** START OF Record list **

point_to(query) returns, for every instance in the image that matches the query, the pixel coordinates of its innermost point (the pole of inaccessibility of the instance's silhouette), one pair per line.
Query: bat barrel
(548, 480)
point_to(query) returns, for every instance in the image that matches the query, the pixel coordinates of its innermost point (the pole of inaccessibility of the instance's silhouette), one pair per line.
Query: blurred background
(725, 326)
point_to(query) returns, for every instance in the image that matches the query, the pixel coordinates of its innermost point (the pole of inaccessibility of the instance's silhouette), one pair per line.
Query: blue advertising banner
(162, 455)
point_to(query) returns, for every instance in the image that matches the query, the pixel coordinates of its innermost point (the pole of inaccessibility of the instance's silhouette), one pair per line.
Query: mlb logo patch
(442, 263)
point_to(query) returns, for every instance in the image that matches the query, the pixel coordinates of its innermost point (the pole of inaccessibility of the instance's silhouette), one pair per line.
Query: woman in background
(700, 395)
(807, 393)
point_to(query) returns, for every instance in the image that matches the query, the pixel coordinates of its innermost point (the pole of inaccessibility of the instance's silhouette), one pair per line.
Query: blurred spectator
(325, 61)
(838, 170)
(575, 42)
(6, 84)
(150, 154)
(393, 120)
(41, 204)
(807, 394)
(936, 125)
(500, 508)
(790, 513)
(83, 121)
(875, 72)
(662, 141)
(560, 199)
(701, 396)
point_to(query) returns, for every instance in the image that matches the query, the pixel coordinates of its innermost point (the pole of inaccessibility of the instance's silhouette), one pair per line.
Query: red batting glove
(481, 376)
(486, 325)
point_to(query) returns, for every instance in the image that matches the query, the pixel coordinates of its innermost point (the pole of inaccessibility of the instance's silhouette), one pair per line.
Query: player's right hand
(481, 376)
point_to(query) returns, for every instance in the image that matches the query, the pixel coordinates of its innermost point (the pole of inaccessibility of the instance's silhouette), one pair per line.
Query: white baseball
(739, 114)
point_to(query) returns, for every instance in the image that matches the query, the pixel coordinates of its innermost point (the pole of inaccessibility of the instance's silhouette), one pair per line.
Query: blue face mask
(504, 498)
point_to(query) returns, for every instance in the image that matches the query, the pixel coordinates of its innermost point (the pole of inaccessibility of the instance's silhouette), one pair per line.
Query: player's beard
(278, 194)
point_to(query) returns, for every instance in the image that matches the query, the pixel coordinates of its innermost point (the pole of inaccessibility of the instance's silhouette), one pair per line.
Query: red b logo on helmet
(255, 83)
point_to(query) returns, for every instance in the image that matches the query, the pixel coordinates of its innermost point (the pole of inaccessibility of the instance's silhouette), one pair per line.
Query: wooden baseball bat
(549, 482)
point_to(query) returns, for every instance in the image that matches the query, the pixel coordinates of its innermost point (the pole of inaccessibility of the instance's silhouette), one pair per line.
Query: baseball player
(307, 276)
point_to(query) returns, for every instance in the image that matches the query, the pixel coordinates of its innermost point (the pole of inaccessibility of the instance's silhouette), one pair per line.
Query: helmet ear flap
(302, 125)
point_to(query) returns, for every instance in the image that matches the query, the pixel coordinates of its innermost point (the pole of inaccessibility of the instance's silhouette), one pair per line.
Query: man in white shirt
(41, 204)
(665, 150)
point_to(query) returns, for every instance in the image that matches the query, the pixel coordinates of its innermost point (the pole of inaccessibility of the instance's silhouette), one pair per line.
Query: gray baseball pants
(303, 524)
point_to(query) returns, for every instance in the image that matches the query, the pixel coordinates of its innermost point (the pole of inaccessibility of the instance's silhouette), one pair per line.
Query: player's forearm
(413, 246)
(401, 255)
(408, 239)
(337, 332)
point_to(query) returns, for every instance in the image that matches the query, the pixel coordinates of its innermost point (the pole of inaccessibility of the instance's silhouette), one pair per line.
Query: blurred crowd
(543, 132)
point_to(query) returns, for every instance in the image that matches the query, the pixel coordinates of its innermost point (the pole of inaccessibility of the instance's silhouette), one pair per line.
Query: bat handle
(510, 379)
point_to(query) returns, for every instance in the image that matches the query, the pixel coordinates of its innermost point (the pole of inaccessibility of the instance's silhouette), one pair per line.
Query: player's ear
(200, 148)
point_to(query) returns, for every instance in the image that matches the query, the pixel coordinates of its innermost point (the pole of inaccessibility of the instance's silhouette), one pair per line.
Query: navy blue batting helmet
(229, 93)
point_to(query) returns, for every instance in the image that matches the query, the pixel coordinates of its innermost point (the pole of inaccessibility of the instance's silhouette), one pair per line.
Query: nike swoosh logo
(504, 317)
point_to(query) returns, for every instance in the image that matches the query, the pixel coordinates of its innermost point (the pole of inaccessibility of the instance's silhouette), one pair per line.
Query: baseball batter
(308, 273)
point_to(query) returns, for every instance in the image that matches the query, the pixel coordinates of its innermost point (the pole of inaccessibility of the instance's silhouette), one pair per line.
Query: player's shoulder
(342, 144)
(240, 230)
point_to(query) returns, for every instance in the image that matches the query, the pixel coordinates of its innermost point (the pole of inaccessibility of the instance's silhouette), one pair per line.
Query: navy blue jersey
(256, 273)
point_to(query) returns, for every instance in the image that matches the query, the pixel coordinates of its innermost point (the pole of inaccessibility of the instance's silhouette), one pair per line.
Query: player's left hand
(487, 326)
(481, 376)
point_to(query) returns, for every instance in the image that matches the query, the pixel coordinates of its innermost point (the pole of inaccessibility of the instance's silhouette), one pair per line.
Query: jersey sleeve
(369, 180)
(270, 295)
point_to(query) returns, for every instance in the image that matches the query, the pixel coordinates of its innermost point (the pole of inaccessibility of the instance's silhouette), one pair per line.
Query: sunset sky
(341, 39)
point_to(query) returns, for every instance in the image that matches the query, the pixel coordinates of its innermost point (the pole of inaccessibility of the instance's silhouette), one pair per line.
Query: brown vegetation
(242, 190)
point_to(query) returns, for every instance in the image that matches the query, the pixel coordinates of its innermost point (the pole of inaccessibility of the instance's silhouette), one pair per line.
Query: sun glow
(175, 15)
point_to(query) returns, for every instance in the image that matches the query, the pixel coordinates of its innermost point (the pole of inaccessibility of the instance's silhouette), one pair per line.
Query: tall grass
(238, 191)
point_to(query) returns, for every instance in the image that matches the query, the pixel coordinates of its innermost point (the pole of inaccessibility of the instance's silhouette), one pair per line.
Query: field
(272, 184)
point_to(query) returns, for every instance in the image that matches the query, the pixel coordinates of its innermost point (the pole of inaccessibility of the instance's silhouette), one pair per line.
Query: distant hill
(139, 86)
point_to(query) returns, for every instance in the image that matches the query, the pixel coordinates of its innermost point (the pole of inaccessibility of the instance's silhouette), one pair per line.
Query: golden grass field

** END OF Record list **

= What you have to do =
Pull out every line of the data that contains the string "helmet", treating uppercase and lowercase as different. Copy each matching line in full.

= Final answer =
Query: red b logo on helmet
Query: helmet ear flap
Query: navy blue batting helmet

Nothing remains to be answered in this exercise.